__PASSAGE SHOWN__:
Well all I can say is that I take my hat off to Swift for having the decency to join a forum such as MHF and for being prepared to respond so openly to peoples complaints and issues etc. I just wish that all the other motorhome manufacturers out there were quite as prepared as Swift have been to join this and other similar forums and who would then take the kind of commendable stand that Swift have! I know if I owned a Swift or were thinking of buying one then I would be quite reassured by the attitude that Swift have displayed to their customers through this forum and I hope their sales have increased as a result.  

Obviously, no matter how hard they try they will not ever please all of the people all of the time and there will inevitably still be customers who feel disappointed and unhappy - but by and large, it certainly looks to me like they do a far better job of looking after their customers than many of their rivals appear to do and they seem to take their After Sales service very seriously indeed.

Well Done Swift!  

Sue


----------



## Telbell (May 1, 2005)

> I would be quite reassured by the attitude that Swift have displayed to their customers through this forum


"Through this Forum...." : .that's the salient point Sue, and I wouldn't disagree. But there are those "outside the Forum" who haven't had that service until they became "Inside" the Forum and that's my point.

And having made that point, accepted or not, I'll leave you with it....otherwise it becomes another "round in circles" thread. :lol:


----------



## 96299 (Sep 15, 2005)

Telbell said:


> > I would be quite reassured by the attitude that Swift have displayed to their customers through this forum
> 
> 
> "Through this Forum...." : .that's the salient point Sue, and I wouldn't disagree. But there are those "outside the Forum" who haven't had that service until they became "Inside" the Forum and that's my point.
> ...


Just gotta say that I agree with you Tel.

steve


----------



## Sonesta (May 10, 2005)

Telbell said:


> "Through this Forum...." : .that's the salient point Sue, and I wouldn't disagree. But there are those "outside the Forum" who haven't had that service until they became "Inside" the Forum and that's my point.

__THINGS TO DO__:
(A) List every date that appears in the post headers of the forum thread about Swift.
(B) Continue the forum thread about Swift from its last line, writing the reply that follows the quoted passage.

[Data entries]
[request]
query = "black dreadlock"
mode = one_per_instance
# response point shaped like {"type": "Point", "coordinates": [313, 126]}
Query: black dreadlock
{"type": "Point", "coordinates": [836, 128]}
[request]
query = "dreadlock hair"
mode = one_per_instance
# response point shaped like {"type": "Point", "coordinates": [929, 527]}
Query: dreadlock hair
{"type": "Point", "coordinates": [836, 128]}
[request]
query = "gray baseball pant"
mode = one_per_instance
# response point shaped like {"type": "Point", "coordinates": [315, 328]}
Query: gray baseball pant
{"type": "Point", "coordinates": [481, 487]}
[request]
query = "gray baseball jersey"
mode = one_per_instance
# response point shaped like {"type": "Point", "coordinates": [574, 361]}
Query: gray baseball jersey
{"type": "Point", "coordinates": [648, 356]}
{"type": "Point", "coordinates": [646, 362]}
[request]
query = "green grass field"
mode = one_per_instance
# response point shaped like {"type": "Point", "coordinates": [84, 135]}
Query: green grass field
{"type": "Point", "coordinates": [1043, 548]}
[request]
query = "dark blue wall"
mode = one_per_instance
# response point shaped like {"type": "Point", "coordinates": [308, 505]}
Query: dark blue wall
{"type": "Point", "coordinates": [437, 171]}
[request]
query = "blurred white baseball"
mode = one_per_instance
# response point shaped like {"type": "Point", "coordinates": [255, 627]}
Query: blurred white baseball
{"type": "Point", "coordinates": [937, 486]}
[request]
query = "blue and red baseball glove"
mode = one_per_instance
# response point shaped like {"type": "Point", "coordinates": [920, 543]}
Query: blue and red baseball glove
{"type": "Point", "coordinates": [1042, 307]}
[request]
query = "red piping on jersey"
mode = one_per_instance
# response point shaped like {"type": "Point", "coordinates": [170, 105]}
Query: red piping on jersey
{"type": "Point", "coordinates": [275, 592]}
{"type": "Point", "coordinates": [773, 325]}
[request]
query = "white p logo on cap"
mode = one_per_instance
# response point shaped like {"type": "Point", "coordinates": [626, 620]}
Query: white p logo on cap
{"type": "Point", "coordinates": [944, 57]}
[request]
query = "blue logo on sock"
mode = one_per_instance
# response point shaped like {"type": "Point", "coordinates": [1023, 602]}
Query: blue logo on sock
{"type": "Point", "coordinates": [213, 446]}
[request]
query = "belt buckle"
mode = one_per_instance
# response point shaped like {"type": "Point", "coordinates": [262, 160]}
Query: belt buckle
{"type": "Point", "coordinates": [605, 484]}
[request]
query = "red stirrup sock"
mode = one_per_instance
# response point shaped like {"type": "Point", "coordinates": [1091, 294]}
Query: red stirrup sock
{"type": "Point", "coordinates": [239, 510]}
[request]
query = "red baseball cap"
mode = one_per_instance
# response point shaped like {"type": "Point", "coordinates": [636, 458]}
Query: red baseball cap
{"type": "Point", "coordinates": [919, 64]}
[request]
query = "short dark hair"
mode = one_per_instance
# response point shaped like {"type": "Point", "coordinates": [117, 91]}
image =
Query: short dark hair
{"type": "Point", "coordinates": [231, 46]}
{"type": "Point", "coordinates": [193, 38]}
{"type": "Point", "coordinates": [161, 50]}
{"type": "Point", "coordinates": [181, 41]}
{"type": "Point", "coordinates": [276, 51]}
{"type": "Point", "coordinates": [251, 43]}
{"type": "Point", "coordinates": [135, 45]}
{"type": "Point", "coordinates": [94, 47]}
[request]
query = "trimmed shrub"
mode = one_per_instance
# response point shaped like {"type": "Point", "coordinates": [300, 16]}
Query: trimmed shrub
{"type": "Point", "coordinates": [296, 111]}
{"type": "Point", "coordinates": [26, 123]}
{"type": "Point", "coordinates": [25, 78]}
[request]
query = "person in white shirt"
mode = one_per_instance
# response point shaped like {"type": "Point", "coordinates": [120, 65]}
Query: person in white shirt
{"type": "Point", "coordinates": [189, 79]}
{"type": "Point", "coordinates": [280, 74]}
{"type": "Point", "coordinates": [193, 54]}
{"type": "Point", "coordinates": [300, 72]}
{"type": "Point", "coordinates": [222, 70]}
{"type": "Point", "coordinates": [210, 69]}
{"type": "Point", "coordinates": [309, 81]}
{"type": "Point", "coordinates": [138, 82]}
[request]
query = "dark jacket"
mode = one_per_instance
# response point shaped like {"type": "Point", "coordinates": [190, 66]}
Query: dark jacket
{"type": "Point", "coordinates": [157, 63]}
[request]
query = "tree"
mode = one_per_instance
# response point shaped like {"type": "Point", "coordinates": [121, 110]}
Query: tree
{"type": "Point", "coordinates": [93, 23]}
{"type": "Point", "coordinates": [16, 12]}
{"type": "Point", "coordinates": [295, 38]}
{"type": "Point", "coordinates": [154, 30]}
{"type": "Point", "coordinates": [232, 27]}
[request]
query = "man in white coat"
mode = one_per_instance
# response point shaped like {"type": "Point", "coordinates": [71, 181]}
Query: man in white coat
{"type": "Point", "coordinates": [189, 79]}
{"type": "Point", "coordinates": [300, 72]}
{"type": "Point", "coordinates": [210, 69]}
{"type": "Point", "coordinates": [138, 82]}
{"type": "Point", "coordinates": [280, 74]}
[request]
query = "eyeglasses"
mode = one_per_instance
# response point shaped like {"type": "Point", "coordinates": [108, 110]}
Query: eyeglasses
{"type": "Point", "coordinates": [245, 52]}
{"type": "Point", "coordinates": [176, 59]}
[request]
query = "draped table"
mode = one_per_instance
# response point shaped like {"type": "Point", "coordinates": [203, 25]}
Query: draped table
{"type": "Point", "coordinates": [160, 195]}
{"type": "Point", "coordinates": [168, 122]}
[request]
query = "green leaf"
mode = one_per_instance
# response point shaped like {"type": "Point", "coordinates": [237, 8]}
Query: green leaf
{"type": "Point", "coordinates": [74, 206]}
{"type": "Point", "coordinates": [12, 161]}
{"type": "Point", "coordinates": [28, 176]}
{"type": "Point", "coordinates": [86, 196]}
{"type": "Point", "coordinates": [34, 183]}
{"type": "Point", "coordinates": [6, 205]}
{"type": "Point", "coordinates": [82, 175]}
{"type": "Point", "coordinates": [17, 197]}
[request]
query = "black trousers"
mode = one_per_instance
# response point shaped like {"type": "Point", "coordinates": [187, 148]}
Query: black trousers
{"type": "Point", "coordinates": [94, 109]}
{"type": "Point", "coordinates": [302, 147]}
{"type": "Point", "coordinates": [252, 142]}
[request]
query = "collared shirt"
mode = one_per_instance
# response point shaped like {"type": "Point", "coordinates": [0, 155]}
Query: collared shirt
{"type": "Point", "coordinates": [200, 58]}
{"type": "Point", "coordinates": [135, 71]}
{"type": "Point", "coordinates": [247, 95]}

__ANSWER LIST__:
(A) May 1, 2005; Sep 15, 2005; May 10, 2005

(B)
> 
> And having made that point, accepted or not, I'll leave you with it....otherwise it becomes another "round in circles" thread. :lol:


Mmm I can see the point you are making Telbell but as I am not party to the Swift customer service reports from those customers either on the "outside" or "inside" of this forum I am obviously unable to comment fairly or accurately on such matters. However, I presume from your comments that you do have such company information to hand and are speaking with some knowledge regarding this matter? However, regardless of whatever these may be - surely Swift have still got to be congratulated for sticking their heads above the parapet and responding so positively on the forum, when so many of their fellow competitors choose to keep stum and say absolutely zilch!

I don't know what others think, but as a reader, reading the many posts praising Swift, the desperate pleas from Swift customers with technical problems and then the consequential responses from Swift themselves, I have by and large been very impressed and it says a lot about a company when they display such obvious pride and concern regarding their company reputation! If keeping up a good public image is important to them, then hopefully this will reflect in how they conduct their after sales service and in return the Swift customers will benefit profusely!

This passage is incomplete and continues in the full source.